REQUIRED WORK: Rewrite each entry below, replacing "instance" with "occurrence" wherever it occurs and leaving everything else untouched.
******
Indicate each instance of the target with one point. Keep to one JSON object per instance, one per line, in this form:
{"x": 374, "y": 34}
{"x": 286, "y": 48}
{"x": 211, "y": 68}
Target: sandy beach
******
RESPONSE FOR THIS EXERCISE:
Indicate each occurrence of the target with one point. Keep to one JSON object per occurrence, one per line, in this form:
{"x": 374, "y": 34}
{"x": 286, "y": 48}
{"x": 211, "y": 68}
Target: sandy beach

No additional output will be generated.